***** Gegebene Daten *****
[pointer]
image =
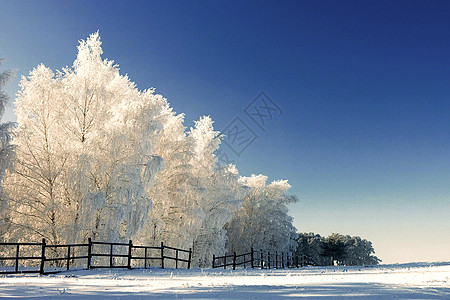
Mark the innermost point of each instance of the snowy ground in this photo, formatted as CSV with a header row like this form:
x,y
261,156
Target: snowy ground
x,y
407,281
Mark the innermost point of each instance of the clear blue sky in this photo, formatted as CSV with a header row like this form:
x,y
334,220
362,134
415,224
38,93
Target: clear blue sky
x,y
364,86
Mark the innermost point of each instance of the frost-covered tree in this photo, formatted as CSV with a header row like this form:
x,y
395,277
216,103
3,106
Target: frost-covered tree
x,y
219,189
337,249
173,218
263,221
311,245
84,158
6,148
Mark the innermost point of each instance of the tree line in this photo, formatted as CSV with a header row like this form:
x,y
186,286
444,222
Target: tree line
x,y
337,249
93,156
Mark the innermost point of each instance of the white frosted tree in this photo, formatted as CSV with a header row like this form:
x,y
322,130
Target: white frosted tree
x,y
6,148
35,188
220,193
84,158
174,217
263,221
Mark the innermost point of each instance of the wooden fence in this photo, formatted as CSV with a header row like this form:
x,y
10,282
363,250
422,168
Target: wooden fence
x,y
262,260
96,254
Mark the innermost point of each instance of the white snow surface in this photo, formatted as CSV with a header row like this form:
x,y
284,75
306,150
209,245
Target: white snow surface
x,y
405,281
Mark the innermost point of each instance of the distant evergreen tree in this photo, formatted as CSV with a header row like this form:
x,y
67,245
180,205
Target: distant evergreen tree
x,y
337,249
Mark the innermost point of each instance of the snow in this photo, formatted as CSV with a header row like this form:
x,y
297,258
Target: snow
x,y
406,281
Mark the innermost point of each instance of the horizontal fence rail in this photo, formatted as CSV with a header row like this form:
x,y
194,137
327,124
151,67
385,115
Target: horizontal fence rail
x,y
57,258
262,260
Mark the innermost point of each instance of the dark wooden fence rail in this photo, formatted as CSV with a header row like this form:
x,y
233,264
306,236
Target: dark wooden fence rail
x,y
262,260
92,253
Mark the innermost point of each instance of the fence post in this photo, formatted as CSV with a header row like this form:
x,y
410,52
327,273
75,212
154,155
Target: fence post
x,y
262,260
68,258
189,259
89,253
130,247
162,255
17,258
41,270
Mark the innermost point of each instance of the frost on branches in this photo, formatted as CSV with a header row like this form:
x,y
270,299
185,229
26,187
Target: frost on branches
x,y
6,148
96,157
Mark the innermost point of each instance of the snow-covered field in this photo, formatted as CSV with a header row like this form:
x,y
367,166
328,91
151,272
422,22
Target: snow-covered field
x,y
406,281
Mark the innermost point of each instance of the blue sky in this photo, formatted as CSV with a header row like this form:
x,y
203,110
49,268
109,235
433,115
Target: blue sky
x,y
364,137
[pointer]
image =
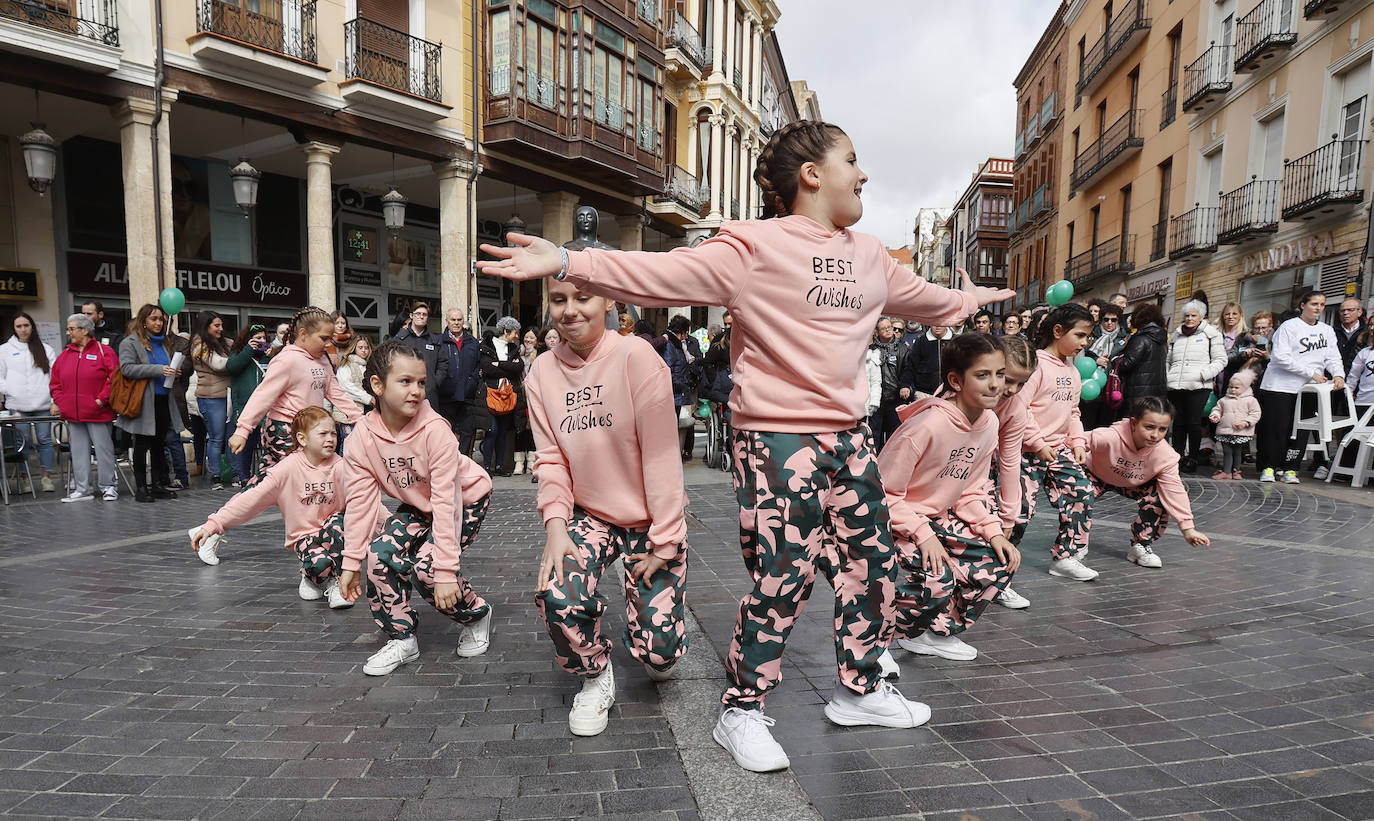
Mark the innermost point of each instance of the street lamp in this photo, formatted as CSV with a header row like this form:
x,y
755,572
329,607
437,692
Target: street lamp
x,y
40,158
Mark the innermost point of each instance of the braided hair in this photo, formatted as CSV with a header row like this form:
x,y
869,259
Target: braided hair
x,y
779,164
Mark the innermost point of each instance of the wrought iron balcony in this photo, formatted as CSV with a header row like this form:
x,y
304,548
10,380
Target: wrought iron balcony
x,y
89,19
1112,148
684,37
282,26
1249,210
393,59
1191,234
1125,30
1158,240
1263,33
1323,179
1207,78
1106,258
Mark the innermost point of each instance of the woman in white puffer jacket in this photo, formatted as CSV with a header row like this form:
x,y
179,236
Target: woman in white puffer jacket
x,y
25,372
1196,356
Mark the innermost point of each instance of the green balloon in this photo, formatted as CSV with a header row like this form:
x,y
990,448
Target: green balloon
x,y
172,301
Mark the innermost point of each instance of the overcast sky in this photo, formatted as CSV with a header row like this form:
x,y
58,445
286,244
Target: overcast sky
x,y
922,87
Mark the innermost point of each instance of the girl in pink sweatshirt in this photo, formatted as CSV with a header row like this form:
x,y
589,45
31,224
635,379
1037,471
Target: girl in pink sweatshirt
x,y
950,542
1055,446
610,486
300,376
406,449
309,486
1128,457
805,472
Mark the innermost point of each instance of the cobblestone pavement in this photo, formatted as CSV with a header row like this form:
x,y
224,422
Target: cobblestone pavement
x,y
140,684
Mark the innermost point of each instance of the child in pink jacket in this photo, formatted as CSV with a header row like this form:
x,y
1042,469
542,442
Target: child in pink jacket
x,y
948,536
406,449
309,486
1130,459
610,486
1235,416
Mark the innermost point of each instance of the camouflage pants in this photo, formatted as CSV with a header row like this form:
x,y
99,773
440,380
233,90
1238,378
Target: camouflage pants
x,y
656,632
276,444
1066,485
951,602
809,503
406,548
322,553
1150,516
*****
Kannst du die gesamten Daten oben noch einmal wiedergeben und dabei jedes "innermost" gegen "central" austauschen, ohne sonst etwas zu ändern? Die Bilder lässt du in deiner Antwort weg.

[pointer]
image =
Mark the central point of each instance of the snowy ground in this photo, formatted as CSV with a header row like this form:
x,y
261,156
Target: snowy ground
x,y
407,281
Mark the central point of each instance of the clear blue sky in this photo, formatted as CSV with a header row like this form:
x,y
334,220
362,134
415,224
38,93
Target: clear blue sky
x,y
364,86
Mark the central point of each instance of the frost-covered tree in this photo, formatted as CSV with a header row like this form:
x,y
395,277
216,103
3,106
Target: frost-covered tree
x,y
219,189
337,249
173,218
263,221
311,245
84,158
6,148
Mark the central point of each instance of the tree line in this photo, formatted as CSV with a header row like this form:
x,y
186,286
444,222
Target: tree line
x,y
337,249
93,156
Mark the central point of each instance of the white frosted tree in this photo, formatted as CSV with a header row like this form:
x,y
322,130
Target: white frosted tree
x,y
6,148
35,188
220,193
84,158
174,217
263,221
Mark the central point of each instance of the wooden fence in this photo, formatted as CSV with a header row like this form:
x,y
10,282
363,250
422,168
Target: wooden fence
x,y
262,260
96,254
Mark the central point of each instance of the white snow surface in this photo, formatted as CSV with a header row like this form:
x,y
284,75
306,150
209,245
Target: white snow surface
x,y
405,281
Mark the central point of each instance of the distant evergreen tree in this photo, formatted as CSV with a header row like this form:
x,y
67,245
180,205
Target: distant evergreen tree
x,y
337,249
Mark the central point of each instance of the snow in this photo, formatted as CSV with a header row like this form:
x,y
297,258
Target: snow
x,y
406,281
Mark the central point of each instance of the horizontal fence rail in this photo, formatted as CSV with a header row like this form:
x,y
194,137
327,124
151,67
385,115
Target: horizontal fence rail
x,y
57,258
262,260
Mark the central point of each instance of the dark wooden fence rail in this photo, formatted as CSV with a header row like this form:
x,y
233,264
306,236
Target: dark wooden fence rail
x,y
262,260
92,253
Mark the central point of each instance of the fence post in this photo, formatted as CSV with a header row like this form:
x,y
410,52
327,273
75,212
154,155
Target: fence post
x,y
262,260
68,258
189,259
89,253
130,247
162,255
17,258
41,270
Mark the central point of each instance of the frost on branches in this photo, formatted as CSV with a header row like this form:
x,y
270,299
185,229
26,187
Target: frost on branches
x,y
6,148
96,157
Mark the central point of each instance of the snow-covered field in this photo, formatted as CSV with a header row like this form:
x,y
367,166
328,91
151,272
422,22
Target: snow-covered field
x,y
406,281
Mark the central point of each instance of the blue sky in this photo, formatted as CSV with a header row like this form:
x,y
203,110
49,268
109,235
433,115
Target: blue sky
x,y
364,137
[pointer]
image =
Mark the central point of each instance of the street lamp in this photo, formatted as CSV with a header row like this form:
x,y
755,572
329,607
437,692
Target: street lamp
x,y
40,158
Mark the central point of each instance of the braided hair in this photo, formatted as CSV with a header row like this form:
x,y
869,259
Target: braided hair
x,y
779,164
Mark the central point of each instance of the wrought iron balcony in this photo, formatted as CSV with a header row like this form:
x,y
304,548
10,380
Target: wrought iron balcony
x,y
89,19
1112,148
684,37
282,26
1249,210
393,59
1191,234
1125,30
1158,240
1263,33
1323,179
1207,78
1106,258
Mark the central point of each instance of the woman in white puffer jacket in this photo, formatted as CSV with a header row like this form:
x,y
179,236
Target: woman in white puffer jacket
x,y
25,372
1196,356
Mark the central point of each instance of the green balloon in this photo, formatted as CSV with a header row like this form:
x,y
990,448
Target: green balloon
x,y
172,301
Mark the central point of each instance of the overcast sky in this photo, formatted as CSV with a header row like this form:
x,y
58,445
286,244
Target: overcast sky
x,y
922,87
Mark the central point of each instance of the girl in pink sweatshirt in this photo, formatted as CSV with a header row like this form:
x,y
589,45
31,224
635,379
1037,471
Target: girl in pink sweatshirt
x,y
950,542
1055,446
610,486
300,376
406,449
309,486
1128,457
805,472
Mark the central point of each instance of the cobblestone pavement in this photo, formatted as CSV with a header row like this form:
x,y
224,422
Target: cobblestone pavement
x,y
140,684
Mark the central point of each instance of the child in pink jacket in this photo, formatted as CSV with a header row like this form:
x,y
1042,469
542,442
Target: child in pink jacket
x,y
948,536
406,449
309,486
1130,459
610,486
1235,416
Mark the central point of each instance of the camouflage pants in this photo, formatted as CSV with a header row like this form:
x,y
99,773
440,380
233,90
1238,378
Target: camouflage pants
x,y
656,632
276,444
1066,485
951,602
809,503
406,548
322,553
1150,516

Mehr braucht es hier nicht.